## Data entries
◇ ◇ ◇ ◇ ◇

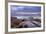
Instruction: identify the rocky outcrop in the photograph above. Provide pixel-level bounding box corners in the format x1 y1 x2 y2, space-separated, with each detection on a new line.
11 17 22 28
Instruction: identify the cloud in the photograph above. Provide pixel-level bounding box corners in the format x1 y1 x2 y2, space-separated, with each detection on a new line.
15 12 40 14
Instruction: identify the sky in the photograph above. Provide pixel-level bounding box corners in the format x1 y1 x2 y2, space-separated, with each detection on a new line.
11 5 41 17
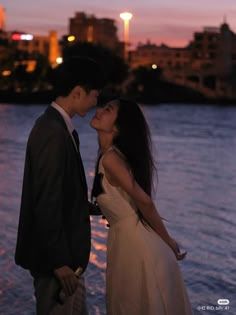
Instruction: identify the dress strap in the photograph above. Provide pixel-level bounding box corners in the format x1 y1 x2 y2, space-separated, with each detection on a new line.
103 145 115 154
107 145 127 161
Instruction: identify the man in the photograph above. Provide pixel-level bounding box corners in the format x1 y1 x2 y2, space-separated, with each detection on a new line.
15 57 104 314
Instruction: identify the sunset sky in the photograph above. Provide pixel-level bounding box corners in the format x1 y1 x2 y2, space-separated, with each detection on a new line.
1 0 236 47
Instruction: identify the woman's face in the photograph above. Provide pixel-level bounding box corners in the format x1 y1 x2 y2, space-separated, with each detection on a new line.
90 101 119 134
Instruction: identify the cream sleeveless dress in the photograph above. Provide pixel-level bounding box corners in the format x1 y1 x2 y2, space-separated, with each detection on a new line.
96 146 193 315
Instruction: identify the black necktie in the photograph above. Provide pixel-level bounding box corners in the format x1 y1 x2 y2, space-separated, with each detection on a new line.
72 129 80 152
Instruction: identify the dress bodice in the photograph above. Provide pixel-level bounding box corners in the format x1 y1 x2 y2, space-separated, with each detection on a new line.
96 146 139 227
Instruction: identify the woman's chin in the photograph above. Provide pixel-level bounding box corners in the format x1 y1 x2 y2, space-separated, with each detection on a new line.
90 119 98 129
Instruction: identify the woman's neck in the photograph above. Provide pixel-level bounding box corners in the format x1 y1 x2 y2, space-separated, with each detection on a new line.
98 132 114 154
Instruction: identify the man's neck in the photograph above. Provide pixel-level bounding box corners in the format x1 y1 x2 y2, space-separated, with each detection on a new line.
54 97 75 118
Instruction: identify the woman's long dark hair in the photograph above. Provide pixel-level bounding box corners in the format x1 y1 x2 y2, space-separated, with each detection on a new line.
113 99 156 195
112 99 157 226
92 98 163 227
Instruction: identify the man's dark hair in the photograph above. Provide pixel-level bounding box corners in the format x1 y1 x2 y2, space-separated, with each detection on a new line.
52 56 105 97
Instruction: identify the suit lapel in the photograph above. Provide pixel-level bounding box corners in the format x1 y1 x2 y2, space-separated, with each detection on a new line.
45 106 88 194
68 134 88 193
77 150 88 193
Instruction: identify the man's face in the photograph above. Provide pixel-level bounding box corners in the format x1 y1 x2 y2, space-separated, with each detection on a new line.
74 87 100 117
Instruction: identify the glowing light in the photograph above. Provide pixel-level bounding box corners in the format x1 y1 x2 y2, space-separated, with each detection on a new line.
152 64 158 69
21 34 33 40
12 33 33 41
2 70 11 76
56 57 63 64
120 12 133 21
11 33 21 41
26 60 37 72
67 35 75 42
120 12 133 61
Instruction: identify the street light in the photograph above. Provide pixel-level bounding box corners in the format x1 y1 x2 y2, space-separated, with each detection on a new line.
56 57 63 64
2 70 11 77
120 12 133 61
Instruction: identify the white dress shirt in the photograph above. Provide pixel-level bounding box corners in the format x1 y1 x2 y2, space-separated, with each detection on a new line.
51 101 78 151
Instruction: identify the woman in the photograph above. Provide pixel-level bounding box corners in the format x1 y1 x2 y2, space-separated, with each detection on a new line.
90 98 193 315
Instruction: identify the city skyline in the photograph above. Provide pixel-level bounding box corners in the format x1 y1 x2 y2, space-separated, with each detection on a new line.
0 0 236 47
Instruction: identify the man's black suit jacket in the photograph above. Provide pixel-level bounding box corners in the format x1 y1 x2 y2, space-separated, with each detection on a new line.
15 106 91 275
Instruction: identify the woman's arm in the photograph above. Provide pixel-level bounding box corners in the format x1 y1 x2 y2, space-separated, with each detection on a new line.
102 150 186 260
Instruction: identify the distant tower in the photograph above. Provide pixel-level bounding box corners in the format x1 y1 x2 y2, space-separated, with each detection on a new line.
0 5 6 30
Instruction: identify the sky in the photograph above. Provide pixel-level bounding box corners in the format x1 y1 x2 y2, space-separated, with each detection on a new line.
1 0 236 47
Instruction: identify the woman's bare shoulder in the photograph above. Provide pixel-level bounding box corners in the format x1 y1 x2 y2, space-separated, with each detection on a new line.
102 147 129 171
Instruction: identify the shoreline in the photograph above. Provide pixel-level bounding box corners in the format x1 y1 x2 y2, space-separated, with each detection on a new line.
0 90 235 106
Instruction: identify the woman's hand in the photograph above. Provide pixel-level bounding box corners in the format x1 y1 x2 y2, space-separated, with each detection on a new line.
167 237 187 261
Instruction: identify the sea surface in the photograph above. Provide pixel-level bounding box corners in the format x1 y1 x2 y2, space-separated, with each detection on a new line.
0 103 235 315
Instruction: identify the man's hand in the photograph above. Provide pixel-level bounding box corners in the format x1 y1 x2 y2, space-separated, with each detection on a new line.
54 266 78 297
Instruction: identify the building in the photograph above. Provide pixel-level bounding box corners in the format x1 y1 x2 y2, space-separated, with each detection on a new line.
69 12 124 54
10 30 60 67
130 41 190 69
0 29 8 59
0 5 5 30
0 29 60 80
183 22 236 98
190 23 236 75
130 22 236 99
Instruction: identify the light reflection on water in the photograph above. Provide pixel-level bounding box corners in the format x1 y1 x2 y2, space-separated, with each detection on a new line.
0 103 235 315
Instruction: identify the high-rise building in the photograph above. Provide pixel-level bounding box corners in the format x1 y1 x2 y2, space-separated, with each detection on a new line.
69 12 122 53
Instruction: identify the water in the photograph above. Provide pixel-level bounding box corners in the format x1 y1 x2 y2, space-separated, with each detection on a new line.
0 103 235 315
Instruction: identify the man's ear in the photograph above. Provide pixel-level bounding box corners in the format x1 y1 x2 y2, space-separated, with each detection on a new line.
71 85 84 99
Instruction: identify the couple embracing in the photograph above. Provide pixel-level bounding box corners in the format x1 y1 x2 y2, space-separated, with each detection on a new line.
15 57 193 315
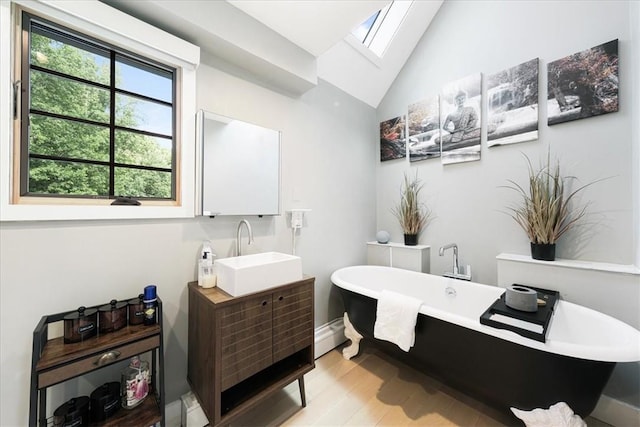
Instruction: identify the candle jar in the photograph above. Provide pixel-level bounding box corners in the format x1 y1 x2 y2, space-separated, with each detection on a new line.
120 356 150 410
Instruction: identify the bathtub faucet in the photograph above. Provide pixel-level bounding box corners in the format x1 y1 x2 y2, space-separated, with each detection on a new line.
439 243 471 281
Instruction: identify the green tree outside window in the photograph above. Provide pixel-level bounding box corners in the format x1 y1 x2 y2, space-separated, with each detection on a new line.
23 15 174 200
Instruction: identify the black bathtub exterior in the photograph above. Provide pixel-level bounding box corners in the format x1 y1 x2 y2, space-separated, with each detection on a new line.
338 287 615 418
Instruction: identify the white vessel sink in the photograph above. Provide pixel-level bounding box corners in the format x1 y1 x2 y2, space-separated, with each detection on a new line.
215 252 303 296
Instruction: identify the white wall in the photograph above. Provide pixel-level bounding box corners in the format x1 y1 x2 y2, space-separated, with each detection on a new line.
195 65 378 325
0 65 376 425
376 0 639 412
377 0 637 283
633 0 640 267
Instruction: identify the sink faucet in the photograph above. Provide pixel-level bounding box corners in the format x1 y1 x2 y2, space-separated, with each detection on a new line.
236 219 254 256
439 243 471 281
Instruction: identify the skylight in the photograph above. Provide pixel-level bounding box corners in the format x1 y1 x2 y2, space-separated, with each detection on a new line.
351 1 412 58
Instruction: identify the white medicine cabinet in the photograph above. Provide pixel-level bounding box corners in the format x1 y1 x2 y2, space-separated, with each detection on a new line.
196 110 281 216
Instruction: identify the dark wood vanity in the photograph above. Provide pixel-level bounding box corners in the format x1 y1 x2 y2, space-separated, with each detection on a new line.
188 277 315 426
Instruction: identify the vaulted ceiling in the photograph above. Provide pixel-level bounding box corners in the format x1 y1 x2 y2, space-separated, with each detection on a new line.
101 0 443 108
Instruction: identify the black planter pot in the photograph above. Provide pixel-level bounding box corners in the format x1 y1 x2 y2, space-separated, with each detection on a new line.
531 242 556 261
404 234 418 246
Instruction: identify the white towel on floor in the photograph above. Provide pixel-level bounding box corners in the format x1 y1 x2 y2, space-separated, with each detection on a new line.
511 402 586 427
373 289 422 352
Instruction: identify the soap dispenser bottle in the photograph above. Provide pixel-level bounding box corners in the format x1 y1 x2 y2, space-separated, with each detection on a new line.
198 241 216 288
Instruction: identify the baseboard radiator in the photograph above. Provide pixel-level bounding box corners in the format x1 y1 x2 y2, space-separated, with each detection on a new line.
592 394 640 427
314 317 347 359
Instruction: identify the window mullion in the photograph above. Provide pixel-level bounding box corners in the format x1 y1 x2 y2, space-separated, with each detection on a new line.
30 64 111 91
20 14 31 196
109 50 116 198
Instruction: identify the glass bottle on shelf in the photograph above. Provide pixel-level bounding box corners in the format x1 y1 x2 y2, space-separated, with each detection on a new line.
121 356 150 410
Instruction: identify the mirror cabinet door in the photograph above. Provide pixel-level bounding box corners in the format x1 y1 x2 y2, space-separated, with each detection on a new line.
198 110 280 216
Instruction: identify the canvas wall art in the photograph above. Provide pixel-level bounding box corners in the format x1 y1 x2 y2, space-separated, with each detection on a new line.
440 73 482 165
407 96 441 162
547 39 618 125
487 58 539 147
380 115 406 161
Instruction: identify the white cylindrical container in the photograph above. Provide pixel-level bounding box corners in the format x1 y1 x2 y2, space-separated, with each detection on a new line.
505 285 538 312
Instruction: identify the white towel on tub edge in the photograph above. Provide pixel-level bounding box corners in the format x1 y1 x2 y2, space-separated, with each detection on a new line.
374 289 423 352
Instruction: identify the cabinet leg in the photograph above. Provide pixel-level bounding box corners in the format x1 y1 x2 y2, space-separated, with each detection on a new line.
298 376 307 407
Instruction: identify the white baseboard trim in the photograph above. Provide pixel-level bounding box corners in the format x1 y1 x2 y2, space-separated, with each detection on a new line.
314 317 347 359
165 398 182 427
592 394 640 427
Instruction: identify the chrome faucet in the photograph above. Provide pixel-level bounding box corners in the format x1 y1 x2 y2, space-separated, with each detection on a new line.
236 219 254 256
439 243 471 281
439 243 459 274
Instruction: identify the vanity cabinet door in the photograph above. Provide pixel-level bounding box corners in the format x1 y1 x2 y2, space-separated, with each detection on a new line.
272 282 313 363
219 295 273 390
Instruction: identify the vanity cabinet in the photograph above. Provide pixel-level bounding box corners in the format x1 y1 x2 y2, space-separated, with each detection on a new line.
188 278 314 426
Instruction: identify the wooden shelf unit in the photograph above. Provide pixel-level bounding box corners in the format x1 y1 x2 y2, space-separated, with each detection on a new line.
188 278 315 427
29 298 165 427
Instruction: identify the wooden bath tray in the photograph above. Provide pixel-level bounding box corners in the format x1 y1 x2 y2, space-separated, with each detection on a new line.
480 285 559 343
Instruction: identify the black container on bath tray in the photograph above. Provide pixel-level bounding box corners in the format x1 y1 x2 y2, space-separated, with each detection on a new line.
479 285 559 342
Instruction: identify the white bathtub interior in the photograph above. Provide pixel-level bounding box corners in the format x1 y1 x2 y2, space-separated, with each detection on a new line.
331 265 640 363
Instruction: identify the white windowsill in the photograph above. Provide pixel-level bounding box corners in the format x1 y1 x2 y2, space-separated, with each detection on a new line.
496 253 640 276
0 204 195 222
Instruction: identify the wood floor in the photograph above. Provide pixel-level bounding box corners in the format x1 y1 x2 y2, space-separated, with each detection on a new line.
229 343 612 427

◇ ◇ ◇ ◇ ◇

Nothing but the lines from the one with "Instruction: identify the black container" through the final line of the records may appear in the answer, and each must be transcribed exactly.

## Finished task
Instruction: identify the black container on bath tray in the photograph above. Provide pixel-level bounding box corners in the format x1 y1 x2 y2, space-separated, with each detection on a new line.
479 285 559 342
Instruction: identify the white bathtub interior in the photograph above. Provide pixel-level bounding box corners in the format x1 y1 x2 y2, space-separated, with each detection on a new line.
331 265 640 363
Instruction: identify the white windowsill in the photograph above. Provide pixel-level bounding box corners in the format x1 y1 x2 y2, space-separated, with each detection on a new line.
496 253 640 276
0 204 195 222
Instruction: identify the wood floor in the photograph above. Provide pixel-level bounding box corners in the format x1 y1 x2 y2, space-separated, with each detection on a new line.
229 343 612 427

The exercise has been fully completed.